Give back the full listing, character for character, with no pictures.

□ □ □

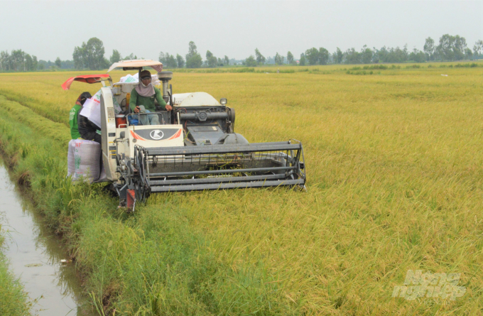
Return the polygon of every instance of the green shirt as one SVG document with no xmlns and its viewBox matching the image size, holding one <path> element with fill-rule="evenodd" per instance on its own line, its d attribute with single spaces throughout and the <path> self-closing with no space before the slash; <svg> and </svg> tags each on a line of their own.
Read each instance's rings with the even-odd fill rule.
<svg viewBox="0 0 483 316">
<path fill-rule="evenodd" d="M 166 102 L 163 99 L 163 95 L 161 95 L 161 91 L 154 87 L 154 94 L 151 97 L 143 97 L 138 94 L 136 91 L 136 88 L 133 89 L 131 92 L 131 99 L 129 100 L 129 107 L 131 110 L 134 111 L 134 108 L 138 105 L 143 105 L 144 108 L 147 110 L 153 112 L 156 111 L 156 107 L 154 107 L 154 99 L 158 100 L 158 104 L 160 107 L 165 109 L 166 107 Z"/>
<path fill-rule="evenodd" d="M 72 139 L 80 138 L 79 126 L 77 126 L 77 114 L 82 108 L 82 105 L 75 104 L 69 112 L 69 125 L 70 125 L 70 136 Z"/>
</svg>

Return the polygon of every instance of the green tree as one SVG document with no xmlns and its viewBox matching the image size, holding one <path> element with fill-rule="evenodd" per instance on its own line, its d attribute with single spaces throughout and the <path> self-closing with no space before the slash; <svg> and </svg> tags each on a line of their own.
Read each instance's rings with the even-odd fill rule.
<svg viewBox="0 0 483 316">
<path fill-rule="evenodd" d="M 111 55 L 111 57 L 109 59 L 109 61 L 111 62 L 111 65 L 114 64 L 114 62 L 117 62 L 121 60 L 122 58 L 121 57 L 121 53 L 119 52 L 119 50 L 112 50 L 112 55 Z"/>
<path fill-rule="evenodd" d="M 173 55 L 170 55 L 169 53 L 165 54 L 164 53 L 161 52 L 158 60 L 162 62 L 163 66 L 166 68 L 178 67 L 178 60 Z"/>
<path fill-rule="evenodd" d="M 467 60 L 471 60 L 472 57 L 473 56 L 473 52 L 471 50 L 470 48 L 465 48 L 465 58 Z"/>
<path fill-rule="evenodd" d="M 363 64 L 370 64 L 372 61 L 372 50 L 365 45 L 361 50 L 361 59 Z"/>
<path fill-rule="evenodd" d="M 189 60 L 192 57 L 197 55 L 198 52 L 196 50 L 196 45 L 192 40 L 188 44 L 188 54 L 186 54 L 186 60 Z"/>
<path fill-rule="evenodd" d="M 290 51 L 287 53 L 287 62 L 291 65 L 293 63 L 293 54 L 292 54 Z"/>
<path fill-rule="evenodd" d="M 346 64 L 360 64 L 361 53 L 354 48 L 348 49 L 344 53 L 344 61 Z"/>
<path fill-rule="evenodd" d="M 344 58 L 344 53 L 340 50 L 340 48 L 337 48 L 337 50 L 335 51 L 335 58 L 334 62 L 337 64 L 340 64 L 342 62 L 342 58 Z"/>
<path fill-rule="evenodd" d="M 138 56 L 132 53 L 124 58 L 123 60 L 134 60 L 138 59 Z"/>
<path fill-rule="evenodd" d="M 196 54 L 186 60 L 187 68 L 199 68 L 201 67 L 203 61 L 201 59 L 200 54 Z"/>
<path fill-rule="evenodd" d="M 192 40 L 190 42 L 188 45 L 188 54 L 186 54 L 186 67 L 187 68 L 199 68 L 203 63 L 200 55 L 196 50 L 196 45 Z"/>
<path fill-rule="evenodd" d="M 426 38 L 423 48 L 428 60 L 434 60 L 435 41 L 431 38 Z"/>
<path fill-rule="evenodd" d="M 106 65 L 104 43 L 97 38 L 92 38 L 87 43 L 74 48 L 72 59 L 77 69 L 89 68 L 91 70 L 104 69 Z"/>
<path fill-rule="evenodd" d="M 215 68 L 218 65 L 218 59 L 210 50 L 206 51 L 206 64 L 210 68 Z"/>
<path fill-rule="evenodd" d="M 283 60 L 285 60 L 285 57 L 282 56 L 281 55 L 279 55 L 278 53 L 275 54 L 275 63 L 277 65 L 283 65 Z"/>
<path fill-rule="evenodd" d="M 319 62 L 320 65 L 327 65 L 327 63 L 329 62 L 330 57 L 330 54 L 329 54 L 329 51 L 327 50 L 323 47 L 319 48 Z"/>
<path fill-rule="evenodd" d="M 255 59 L 255 57 L 253 55 L 250 55 L 250 56 L 245 60 L 244 65 L 246 67 L 256 66 L 256 60 Z"/>
<path fill-rule="evenodd" d="M 300 66 L 305 66 L 307 64 L 307 58 L 305 58 L 305 55 L 300 54 L 300 60 L 298 61 Z"/>
<path fill-rule="evenodd" d="M 265 63 L 265 57 L 261 55 L 258 48 L 255 48 L 255 56 L 256 58 L 256 62 L 259 65 L 264 65 Z"/>
<path fill-rule="evenodd" d="M 183 68 L 185 67 L 185 60 L 180 54 L 176 54 L 176 62 L 178 62 L 178 67 Z"/>
<path fill-rule="evenodd" d="M 319 62 L 319 50 L 313 47 L 305 50 L 305 58 L 309 65 L 317 65 Z"/>
</svg>

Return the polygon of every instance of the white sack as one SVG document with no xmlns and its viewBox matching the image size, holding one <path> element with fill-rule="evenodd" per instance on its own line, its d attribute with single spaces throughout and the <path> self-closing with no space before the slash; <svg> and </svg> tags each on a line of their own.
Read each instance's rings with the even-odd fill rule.
<svg viewBox="0 0 483 316">
<path fill-rule="evenodd" d="M 69 142 L 74 156 L 72 180 L 83 178 L 92 182 L 99 178 L 101 169 L 101 145 L 93 141 L 73 139 Z"/>
<path fill-rule="evenodd" d="M 74 148 L 72 145 L 72 142 L 75 139 L 72 139 L 69 142 L 69 146 L 67 146 L 67 176 L 70 177 L 74 175 L 75 171 L 75 162 L 74 162 Z"/>
<path fill-rule="evenodd" d="M 111 91 L 112 93 L 112 91 Z M 114 95 L 112 96 L 112 103 L 114 107 L 114 113 L 119 114 L 122 109 L 117 103 L 117 100 Z M 96 92 L 92 98 L 85 100 L 82 109 L 80 111 L 80 115 L 89 119 L 101 129 L 101 90 Z"/>
</svg>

□ □ □

**Expected answer**:
Return the polygon of every instance of the green shirt as one SVG document with no xmlns and its viewBox matching the image size, holding one <path> element with fill-rule="evenodd" per instance on its own line, its d attribute with single spaces throughout and the <path> self-closing with no space before the slash; <svg> and </svg> tags each on a line of their own.
Read each instance's rings with the even-odd fill rule.
<svg viewBox="0 0 483 316">
<path fill-rule="evenodd" d="M 166 102 L 163 99 L 163 95 L 161 95 L 161 91 L 154 87 L 154 94 L 151 97 L 143 97 L 138 94 L 136 91 L 136 88 L 133 89 L 131 92 L 131 99 L 129 100 L 129 107 L 131 110 L 134 111 L 134 108 L 138 105 L 143 105 L 144 108 L 147 110 L 153 112 L 156 111 L 156 107 L 154 107 L 154 99 L 158 100 L 158 104 L 160 107 L 165 109 L 166 107 Z"/>
<path fill-rule="evenodd" d="M 72 139 L 80 138 L 79 126 L 77 126 L 77 114 L 82 108 L 82 105 L 75 104 L 69 112 L 69 125 L 70 125 L 70 136 Z"/>
</svg>

Return the polygon of every instance of the green tree as one SVG document with no xmlns and its viewBox matching the image size, holding one <path> element with fill-rule="evenodd" per instance on its own line, its d attribute with single spaces throughout and the <path> self-closing with no space before the slash; <svg> and </svg> tags each on a line of their own.
Read each instance's rings with the even-odd fill rule.
<svg viewBox="0 0 483 316">
<path fill-rule="evenodd" d="M 111 55 L 111 57 L 109 59 L 109 61 L 111 62 L 111 65 L 114 64 L 114 62 L 117 62 L 121 60 L 122 58 L 121 57 L 121 53 L 119 52 L 119 50 L 112 50 L 112 55 Z"/>
<path fill-rule="evenodd" d="M 173 55 L 170 55 L 169 53 L 165 54 L 164 53 L 161 52 L 158 60 L 162 62 L 163 66 L 166 68 L 178 67 L 178 60 Z"/>
<path fill-rule="evenodd" d="M 467 60 L 471 60 L 472 57 L 473 56 L 473 52 L 471 50 L 470 48 L 465 48 L 465 58 Z"/>
<path fill-rule="evenodd" d="M 363 64 L 370 64 L 372 61 L 372 50 L 365 45 L 361 50 L 361 59 Z"/>
<path fill-rule="evenodd" d="M 189 60 L 192 57 L 197 55 L 198 52 L 196 50 L 196 45 L 192 40 L 188 44 L 188 54 L 186 54 L 186 60 Z"/>
<path fill-rule="evenodd" d="M 290 51 L 287 53 L 287 62 L 291 65 L 293 63 L 293 54 L 292 54 Z"/>
<path fill-rule="evenodd" d="M 346 64 L 360 64 L 361 53 L 354 48 L 348 49 L 344 53 L 344 61 Z"/>
<path fill-rule="evenodd" d="M 344 58 L 344 53 L 340 50 L 340 48 L 337 48 L 337 50 L 335 51 L 335 58 L 334 62 L 337 64 L 340 64 L 342 62 L 342 58 Z"/>
<path fill-rule="evenodd" d="M 138 56 L 132 53 L 124 58 L 123 60 L 134 60 L 138 59 Z"/>
<path fill-rule="evenodd" d="M 196 54 L 186 60 L 187 68 L 199 68 L 201 67 L 203 61 L 201 59 L 200 54 Z"/>
<path fill-rule="evenodd" d="M 192 40 L 190 42 L 188 45 L 188 54 L 186 54 L 186 67 L 187 68 L 199 68 L 203 63 L 200 55 L 196 50 L 196 45 Z"/>
<path fill-rule="evenodd" d="M 426 38 L 423 48 L 428 60 L 434 60 L 435 41 L 431 38 Z"/>
<path fill-rule="evenodd" d="M 106 65 L 104 43 L 97 38 L 92 38 L 87 43 L 74 48 L 72 59 L 77 69 L 89 68 L 91 70 L 104 69 Z"/>
<path fill-rule="evenodd" d="M 215 68 L 218 65 L 218 59 L 210 50 L 206 51 L 206 64 L 210 68 Z"/>
<path fill-rule="evenodd" d="M 283 60 L 285 60 L 285 57 L 282 56 L 281 55 L 279 55 L 278 53 L 275 54 L 275 63 L 277 65 L 283 65 Z"/>
<path fill-rule="evenodd" d="M 319 62 L 320 65 L 327 65 L 327 63 L 329 62 L 330 57 L 330 54 L 329 54 L 329 51 L 327 50 L 323 47 L 319 48 Z"/>
<path fill-rule="evenodd" d="M 255 59 L 255 57 L 253 55 L 250 55 L 250 56 L 245 60 L 244 65 L 246 67 L 256 66 L 256 60 Z"/>
<path fill-rule="evenodd" d="M 300 66 L 305 66 L 307 64 L 307 58 L 305 58 L 305 55 L 300 54 L 300 60 L 298 61 Z"/>
<path fill-rule="evenodd" d="M 265 63 L 265 57 L 261 55 L 258 48 L 255 48 L 255 56 L 256 58 L 256 62 L 259 65 L 264 65 Z"/>
<path fill-rule="evenodd" d="M 183 68 L 185 67 L 185 60 L 180 54 L 176 54 L 176 62 L 178 62 L 178 67 Z"/>
<path fill-rule="evenodd" d="M 319 62 L 319 50 L 313 47 L 305 50 L 305 58 L 309 65 L 317 65 Z"/>
</svg>

Return the polygon of every instance of the white sack as one SVG document with no xmlns and its viewBox matching the image size, holding one <path> element with fill-rule="evenodd" per instance on its own line, its d attribute with single spaces throughout and the <path> self-closing with no space before the slash; <svg> and </svg> tags each on a line of their own.
Read each instance's rings with the even-odd fill rule.
<svg viewBox="0 0 483 316">
<path fill-rule="evenodd" d="M 69 142 L 74 156 L 72 180 L 83 178 L 92 182 L 99 178 L 101 169 L 101 145 L 93 141 L 73 139 Z"/>
<path fill-rule="evenodd" d="M 74 148 L 72 145 L 72 142 L 75 139 L 72 139 L 69 142 L 69 146 L 67 146 L 67 176 L 70 177 L 74 175 L 75 171 L 75 162 L 74 162 Z"/>
<path fill-rule="evenodd" d="M 111 91 L 112 93 L 112 91 Z M 114 95 L 112 96 L 112 103 L 114 107 L 114 113 L 119 114 L 122 109 L 117 103 L 117 100 Z M 96 92 L 92 98 L 85 100 L 82 109 L 80 111 L 80 115 L 89 119 L 101 129 L 101 90 Z"/>
</svg>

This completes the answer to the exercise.